▸ **DO THIS**:
Copy the entries, starting at the line that contains "Expected: a point placed on each instance of the black tail" and continuing through the last entry. Keep each labeling line as it is, and shift both numbers of every point's coordinates up by 24.

— begin RECORDS PROVIDED —

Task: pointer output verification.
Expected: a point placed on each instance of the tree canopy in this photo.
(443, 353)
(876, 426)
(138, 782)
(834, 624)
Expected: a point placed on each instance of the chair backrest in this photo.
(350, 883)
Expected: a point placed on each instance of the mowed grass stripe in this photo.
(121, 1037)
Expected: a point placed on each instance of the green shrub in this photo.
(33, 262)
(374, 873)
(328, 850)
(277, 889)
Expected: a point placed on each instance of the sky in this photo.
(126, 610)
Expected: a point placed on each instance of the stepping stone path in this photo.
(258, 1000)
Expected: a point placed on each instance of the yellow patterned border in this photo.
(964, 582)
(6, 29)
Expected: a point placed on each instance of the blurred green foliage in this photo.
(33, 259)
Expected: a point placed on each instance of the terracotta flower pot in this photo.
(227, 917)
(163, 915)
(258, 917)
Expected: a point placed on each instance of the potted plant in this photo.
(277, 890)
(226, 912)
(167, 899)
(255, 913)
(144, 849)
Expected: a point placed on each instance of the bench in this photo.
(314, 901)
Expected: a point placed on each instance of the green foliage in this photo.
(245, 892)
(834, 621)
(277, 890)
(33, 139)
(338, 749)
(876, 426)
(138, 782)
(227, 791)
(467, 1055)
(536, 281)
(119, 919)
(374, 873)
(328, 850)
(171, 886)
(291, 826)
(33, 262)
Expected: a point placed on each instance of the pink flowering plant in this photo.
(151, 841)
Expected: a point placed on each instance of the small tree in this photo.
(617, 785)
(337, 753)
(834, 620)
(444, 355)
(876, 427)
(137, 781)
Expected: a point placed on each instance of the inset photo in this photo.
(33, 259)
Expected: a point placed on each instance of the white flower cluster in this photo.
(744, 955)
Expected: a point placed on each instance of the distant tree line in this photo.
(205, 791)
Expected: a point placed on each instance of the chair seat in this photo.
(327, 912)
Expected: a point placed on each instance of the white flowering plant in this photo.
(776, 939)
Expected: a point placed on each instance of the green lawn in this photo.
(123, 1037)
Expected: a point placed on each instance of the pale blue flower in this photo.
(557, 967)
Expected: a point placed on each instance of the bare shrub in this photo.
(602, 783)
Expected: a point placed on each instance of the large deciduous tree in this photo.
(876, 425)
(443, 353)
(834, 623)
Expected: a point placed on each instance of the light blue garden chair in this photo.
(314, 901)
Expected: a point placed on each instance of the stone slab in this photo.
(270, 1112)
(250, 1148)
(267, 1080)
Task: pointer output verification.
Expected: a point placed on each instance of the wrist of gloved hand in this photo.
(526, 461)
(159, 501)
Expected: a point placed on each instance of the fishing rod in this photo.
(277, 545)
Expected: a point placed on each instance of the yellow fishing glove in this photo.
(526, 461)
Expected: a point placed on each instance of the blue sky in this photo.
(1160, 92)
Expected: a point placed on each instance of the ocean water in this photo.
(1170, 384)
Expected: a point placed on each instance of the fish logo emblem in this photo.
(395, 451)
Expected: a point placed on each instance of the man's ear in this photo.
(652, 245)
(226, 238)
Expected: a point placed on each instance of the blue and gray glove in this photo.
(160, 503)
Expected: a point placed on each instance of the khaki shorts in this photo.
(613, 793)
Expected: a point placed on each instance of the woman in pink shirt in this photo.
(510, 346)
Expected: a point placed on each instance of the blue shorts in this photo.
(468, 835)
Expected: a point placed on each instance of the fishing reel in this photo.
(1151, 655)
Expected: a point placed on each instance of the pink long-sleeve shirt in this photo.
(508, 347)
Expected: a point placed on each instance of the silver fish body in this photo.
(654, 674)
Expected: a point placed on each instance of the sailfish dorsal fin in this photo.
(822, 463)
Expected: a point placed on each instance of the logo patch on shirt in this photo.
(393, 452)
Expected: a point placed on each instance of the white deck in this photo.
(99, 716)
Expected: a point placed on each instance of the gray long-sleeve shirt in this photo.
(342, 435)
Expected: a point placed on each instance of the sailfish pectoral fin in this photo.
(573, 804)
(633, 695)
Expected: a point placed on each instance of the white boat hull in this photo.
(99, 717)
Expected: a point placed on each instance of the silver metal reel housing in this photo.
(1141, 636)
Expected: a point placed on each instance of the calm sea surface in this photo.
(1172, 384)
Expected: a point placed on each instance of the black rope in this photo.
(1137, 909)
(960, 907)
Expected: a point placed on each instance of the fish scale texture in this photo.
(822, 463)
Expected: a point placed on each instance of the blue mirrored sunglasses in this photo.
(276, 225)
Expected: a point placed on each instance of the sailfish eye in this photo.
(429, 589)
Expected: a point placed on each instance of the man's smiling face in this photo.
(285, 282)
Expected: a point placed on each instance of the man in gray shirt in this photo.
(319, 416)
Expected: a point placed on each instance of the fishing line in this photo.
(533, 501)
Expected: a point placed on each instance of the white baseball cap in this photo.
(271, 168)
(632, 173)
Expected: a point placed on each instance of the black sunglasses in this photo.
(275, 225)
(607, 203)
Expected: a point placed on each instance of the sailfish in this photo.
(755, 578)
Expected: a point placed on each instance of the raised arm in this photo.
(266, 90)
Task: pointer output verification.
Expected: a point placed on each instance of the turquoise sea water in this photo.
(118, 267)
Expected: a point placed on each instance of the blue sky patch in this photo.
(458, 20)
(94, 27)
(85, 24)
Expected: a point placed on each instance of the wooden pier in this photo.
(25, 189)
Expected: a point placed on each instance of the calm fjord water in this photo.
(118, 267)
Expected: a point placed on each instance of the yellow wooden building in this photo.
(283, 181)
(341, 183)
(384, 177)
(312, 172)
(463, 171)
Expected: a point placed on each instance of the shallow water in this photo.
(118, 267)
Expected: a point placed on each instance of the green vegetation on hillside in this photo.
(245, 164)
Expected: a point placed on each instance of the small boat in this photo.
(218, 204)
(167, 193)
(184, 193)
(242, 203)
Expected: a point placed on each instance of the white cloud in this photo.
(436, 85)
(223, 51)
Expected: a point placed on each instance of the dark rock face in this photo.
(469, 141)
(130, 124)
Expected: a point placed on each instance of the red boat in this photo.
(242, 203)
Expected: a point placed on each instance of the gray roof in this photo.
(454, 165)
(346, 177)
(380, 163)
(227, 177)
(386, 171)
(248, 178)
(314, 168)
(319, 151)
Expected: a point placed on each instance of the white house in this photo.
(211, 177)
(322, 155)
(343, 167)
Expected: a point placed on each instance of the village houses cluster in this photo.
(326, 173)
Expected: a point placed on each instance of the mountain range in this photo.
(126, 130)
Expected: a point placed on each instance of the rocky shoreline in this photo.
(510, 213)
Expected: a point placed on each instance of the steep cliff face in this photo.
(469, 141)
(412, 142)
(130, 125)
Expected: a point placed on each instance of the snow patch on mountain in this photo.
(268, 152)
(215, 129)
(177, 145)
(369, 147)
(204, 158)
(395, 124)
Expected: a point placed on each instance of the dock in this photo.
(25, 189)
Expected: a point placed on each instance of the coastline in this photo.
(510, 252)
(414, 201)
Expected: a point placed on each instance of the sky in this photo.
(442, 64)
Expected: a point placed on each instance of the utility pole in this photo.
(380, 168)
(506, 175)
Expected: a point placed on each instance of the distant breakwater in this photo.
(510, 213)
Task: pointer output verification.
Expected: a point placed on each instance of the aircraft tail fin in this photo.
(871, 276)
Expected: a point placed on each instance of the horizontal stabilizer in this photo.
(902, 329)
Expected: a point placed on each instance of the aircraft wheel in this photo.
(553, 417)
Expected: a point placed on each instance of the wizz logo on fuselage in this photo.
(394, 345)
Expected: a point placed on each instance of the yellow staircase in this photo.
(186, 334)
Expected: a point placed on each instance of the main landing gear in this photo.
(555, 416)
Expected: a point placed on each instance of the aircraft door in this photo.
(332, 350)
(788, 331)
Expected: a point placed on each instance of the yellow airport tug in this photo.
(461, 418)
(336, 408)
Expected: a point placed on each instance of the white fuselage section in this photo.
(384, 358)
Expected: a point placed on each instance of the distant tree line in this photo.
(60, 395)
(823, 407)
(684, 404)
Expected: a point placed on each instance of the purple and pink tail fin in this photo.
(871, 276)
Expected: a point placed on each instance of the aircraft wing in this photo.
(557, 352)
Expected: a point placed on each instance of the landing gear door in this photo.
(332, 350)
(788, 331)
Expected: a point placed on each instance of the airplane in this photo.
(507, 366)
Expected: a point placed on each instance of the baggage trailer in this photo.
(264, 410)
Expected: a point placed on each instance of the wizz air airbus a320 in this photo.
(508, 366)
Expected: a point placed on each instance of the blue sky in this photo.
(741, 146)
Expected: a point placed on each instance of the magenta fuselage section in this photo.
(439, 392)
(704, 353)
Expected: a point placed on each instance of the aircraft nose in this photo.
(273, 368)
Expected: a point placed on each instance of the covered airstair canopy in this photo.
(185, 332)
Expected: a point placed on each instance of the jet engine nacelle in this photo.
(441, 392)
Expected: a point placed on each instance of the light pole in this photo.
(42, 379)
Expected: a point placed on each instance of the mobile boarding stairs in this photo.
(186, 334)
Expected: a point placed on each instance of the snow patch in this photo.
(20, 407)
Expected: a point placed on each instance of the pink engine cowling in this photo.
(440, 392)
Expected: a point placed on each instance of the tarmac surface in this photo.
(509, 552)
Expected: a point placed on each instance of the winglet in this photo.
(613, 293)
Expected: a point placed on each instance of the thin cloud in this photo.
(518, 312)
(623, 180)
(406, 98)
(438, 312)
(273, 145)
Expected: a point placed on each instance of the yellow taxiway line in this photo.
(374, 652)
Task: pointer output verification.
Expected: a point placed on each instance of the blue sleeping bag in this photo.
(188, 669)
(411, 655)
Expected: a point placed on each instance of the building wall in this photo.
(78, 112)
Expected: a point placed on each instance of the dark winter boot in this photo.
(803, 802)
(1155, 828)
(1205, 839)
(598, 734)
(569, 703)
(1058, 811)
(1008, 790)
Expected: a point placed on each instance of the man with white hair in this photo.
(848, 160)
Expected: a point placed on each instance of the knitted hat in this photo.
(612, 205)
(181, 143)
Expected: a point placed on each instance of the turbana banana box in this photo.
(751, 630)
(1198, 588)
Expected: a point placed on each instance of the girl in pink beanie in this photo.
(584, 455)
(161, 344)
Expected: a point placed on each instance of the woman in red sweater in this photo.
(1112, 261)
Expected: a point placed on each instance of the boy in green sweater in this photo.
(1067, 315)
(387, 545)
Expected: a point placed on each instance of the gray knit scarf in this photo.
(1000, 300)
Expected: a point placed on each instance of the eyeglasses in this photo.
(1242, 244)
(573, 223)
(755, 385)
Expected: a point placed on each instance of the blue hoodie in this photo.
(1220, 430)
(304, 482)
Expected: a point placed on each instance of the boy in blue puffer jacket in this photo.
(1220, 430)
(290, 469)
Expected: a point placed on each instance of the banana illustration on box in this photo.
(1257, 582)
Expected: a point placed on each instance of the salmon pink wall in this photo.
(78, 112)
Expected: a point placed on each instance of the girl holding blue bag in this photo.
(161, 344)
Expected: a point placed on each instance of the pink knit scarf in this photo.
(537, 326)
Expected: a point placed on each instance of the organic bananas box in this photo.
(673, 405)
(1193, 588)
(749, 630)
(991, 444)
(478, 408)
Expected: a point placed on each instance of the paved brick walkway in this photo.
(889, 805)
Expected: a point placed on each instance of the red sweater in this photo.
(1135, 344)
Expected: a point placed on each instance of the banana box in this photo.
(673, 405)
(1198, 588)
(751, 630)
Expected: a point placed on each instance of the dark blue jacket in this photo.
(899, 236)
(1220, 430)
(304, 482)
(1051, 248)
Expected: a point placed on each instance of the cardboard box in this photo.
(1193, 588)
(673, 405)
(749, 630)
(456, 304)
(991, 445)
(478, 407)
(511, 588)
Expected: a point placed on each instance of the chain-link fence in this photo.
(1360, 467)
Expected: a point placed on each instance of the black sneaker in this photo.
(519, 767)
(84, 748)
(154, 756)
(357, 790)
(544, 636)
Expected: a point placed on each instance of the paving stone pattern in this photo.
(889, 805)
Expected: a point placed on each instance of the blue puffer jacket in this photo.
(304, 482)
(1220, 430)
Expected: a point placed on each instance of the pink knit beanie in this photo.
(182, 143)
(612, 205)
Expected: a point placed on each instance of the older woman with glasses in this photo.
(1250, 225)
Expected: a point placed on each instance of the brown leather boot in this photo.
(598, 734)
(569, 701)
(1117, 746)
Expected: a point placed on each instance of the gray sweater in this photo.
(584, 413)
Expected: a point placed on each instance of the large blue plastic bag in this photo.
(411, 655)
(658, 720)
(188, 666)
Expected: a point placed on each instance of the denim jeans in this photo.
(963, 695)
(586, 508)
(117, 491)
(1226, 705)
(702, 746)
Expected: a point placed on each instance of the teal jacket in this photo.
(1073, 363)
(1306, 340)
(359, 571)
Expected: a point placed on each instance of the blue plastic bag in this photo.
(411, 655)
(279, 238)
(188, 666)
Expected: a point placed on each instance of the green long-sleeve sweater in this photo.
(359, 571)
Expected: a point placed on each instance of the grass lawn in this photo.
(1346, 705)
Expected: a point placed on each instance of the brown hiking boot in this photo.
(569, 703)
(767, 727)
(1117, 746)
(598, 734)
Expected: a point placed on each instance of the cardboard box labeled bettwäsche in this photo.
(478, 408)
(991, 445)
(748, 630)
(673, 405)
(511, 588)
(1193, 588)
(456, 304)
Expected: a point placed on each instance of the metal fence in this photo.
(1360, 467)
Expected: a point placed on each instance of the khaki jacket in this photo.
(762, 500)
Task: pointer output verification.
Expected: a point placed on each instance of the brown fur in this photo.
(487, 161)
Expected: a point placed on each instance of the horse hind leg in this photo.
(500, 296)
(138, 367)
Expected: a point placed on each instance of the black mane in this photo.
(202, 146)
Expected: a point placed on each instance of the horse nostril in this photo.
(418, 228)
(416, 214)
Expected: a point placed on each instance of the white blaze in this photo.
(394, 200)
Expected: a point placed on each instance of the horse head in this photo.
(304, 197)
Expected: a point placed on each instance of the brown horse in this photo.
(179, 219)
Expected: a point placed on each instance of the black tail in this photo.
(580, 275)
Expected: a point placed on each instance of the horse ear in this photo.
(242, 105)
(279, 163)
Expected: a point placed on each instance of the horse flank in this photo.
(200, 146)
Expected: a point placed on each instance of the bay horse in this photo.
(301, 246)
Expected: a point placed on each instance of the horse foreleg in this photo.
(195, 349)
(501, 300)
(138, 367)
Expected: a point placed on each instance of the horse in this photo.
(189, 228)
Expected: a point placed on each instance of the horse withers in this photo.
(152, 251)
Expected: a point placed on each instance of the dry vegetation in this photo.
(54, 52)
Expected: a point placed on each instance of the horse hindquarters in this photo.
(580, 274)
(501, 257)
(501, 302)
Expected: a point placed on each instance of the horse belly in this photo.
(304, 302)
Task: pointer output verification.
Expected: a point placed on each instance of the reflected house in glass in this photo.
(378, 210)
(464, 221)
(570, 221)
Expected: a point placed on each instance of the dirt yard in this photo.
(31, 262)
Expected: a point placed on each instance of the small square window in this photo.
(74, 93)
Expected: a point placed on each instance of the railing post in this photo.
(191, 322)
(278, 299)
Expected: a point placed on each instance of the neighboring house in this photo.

— end RECORDS PROVIDED —

▸ **CORRECT RESULT**:
Expected: a point placed on each instance of the black tail in this photo.
(604, 299)
Expected: a point placed on each instance of the horse ear in this photo.
(266, 129)
(303, 187)
Expected: a point placed on each instance of the horse flank in this photo.
(224, 170)
Expected: a point placed on each instance of the bay horse in this photo.
(325, 270)
Expected: a point placed on each instance of the horse foreleg in this photo.
(219, 373)
(525, 324)
(162, 391)
Expected: a point placed on each instance of the horse in this photo.
(213, 252)
Expected: a point placed on each instance of the horse withers in this photo.
(176, 275)
Expected: a point placed on each instance of the dry vegetation in this photo.
(78, 76)
Expected: a point placed on each instance of the horse hindquarters in this photo.
(604, 298)
(525, 281)
(525, 326)
Expected: a point placed on each instance of the horse belly in this photo.
(328, 326)
Task: pointer output verification.
Expected: a point placed on each instance of the reflected house in glass in this photo.
(402, 234)
(488, 245)
(594, 245)
Expected: a point placed on each instance of the dirt yard in this photo.
(55, 286)
Expected: a point placed on each instance of the small square window in this photo.
(98, 117)
Expected: a point placed on each instance of the railing post in this photo.
(215, 346)
(302, 323)
Expected: a point placed on each instance of the neighboring house in this photo.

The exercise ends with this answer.